**Set exercise**
Rewrite all the records below as one numbered list, leaving out any blank lines.

[Location labeling records]
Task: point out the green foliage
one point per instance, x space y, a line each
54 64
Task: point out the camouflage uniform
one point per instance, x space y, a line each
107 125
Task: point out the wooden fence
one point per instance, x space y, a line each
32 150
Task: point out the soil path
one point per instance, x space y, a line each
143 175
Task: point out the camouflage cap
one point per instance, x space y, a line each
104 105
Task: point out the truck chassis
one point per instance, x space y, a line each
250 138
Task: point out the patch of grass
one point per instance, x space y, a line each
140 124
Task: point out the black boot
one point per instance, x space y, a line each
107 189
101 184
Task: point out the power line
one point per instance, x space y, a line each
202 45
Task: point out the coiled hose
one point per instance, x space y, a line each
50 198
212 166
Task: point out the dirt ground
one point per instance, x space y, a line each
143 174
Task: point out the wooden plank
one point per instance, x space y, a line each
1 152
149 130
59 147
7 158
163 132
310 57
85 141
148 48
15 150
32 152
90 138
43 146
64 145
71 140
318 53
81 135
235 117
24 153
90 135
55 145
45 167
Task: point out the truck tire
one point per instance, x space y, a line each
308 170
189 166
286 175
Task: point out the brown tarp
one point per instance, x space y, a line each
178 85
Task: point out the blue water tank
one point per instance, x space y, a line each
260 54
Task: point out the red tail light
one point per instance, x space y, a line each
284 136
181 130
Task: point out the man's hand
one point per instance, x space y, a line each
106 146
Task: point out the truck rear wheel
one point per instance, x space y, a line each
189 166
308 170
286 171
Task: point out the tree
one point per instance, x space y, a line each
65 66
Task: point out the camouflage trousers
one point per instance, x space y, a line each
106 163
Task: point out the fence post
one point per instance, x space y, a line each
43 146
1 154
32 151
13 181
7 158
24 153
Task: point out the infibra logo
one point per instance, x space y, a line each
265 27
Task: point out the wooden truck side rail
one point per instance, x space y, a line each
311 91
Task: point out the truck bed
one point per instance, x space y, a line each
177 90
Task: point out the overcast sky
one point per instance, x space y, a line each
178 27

**Exercise solution**
1. Task: point out the green foliage
2. one point per instance, x space y, a line each
3. 54 64
4. Task: point out the camouflage uniform
5. one point per instance, x space y, a line each
6. 107 125
7. Task: point out the wooden fence
8. one point per instance, x space y, a line each
9. 32 150
10. Task: point out the soil path
11. one point per instance, x space y, a line each
12. 143 175
13. Task: point out the camouflage cap
14. one point per instance, x space y, a line each
15. 104 105
16. Task: point out the truck chassis
17. one point per instance, x space y, a line each
18. 250 138
19. Task: point out the patch of grass
20. one point per instance, x space y, a line each
21. 140 124
22. Task: point out the black boot
23. one point per instance, x space y, a line each
24. 107 189
25. 101 184
26. Task: point out the power line
27. one point per instance, x space y, a line each
28. 202 45
29. Task: point out the coiled hose
30. one point per instance, x space y, a line each
31. 50 198
32. 212 166
33. Task: point out the dirt ground
34. one point per instance, x space y, a line each
35. 143 174
36. Task: point out the wooden plank
37. one point per instance, x space y, a line each
38. 1 152
39. 149 130
40. 59 147
41. 7 158
42. 163 132
43. 310 57
44. 85 141
45. 148 48
46. 15 150
47. 32 152
48. 90 138
49. 43 146
50. 64 145
51. 71 140
52. 318 53
53. 81 135
54. 235 117
55. 24 153
56. 90 135
57. 55 145
58. 45 167
59. Task: point out the truck tire
60. one point per instance, x space y, a line each
61. 308 170
62. 189 166
63. 286 175
64. Task: point out the brown tarp
65. one point per instance, x space y, a line each
66. 178 85
67. Task: point out the blue water tank
68. one point per instance, x space y, a line each
69. 260 54
70. Task: point out the red tail light
71. one point per instance, x space y, a line each
72. 284 136
73. 181 130
74. Task: point out the man's hand
75. one point per instance, x space y, a line each
76. 106 146
77. Task: point out the truck rear wheel
78. one point per instance, x space y, a line each
79. 189 166
80. 308 170
81. 286 171
82. Task: point out the tree
83. one point per instance, x space y, a line each
84. 65 66
85. Task: point out the camouflage trousers
86. one point per instance, x space y, a line each
87. 106 163
88. Task: point out the fence post
89. one point per instance, x space y, a line each
90. 43 146
91. 1 154
92. 32 151
93. 13 181
94. 7 158
95. 24 153
96. Task: point out the infibra logo
97. one point per instance, x space y, a line each
98. 265 27
99. Task: point out the wooden truck side rail
100. one point per instance, x space y, a line each
101. 311 91
102. Task: point out the truck bed
103. one point per instance, x space y, a line each
104. 177 90
105. Task: point out the overcast sky
106. one point per instance, x space y, a line each
107. 178 27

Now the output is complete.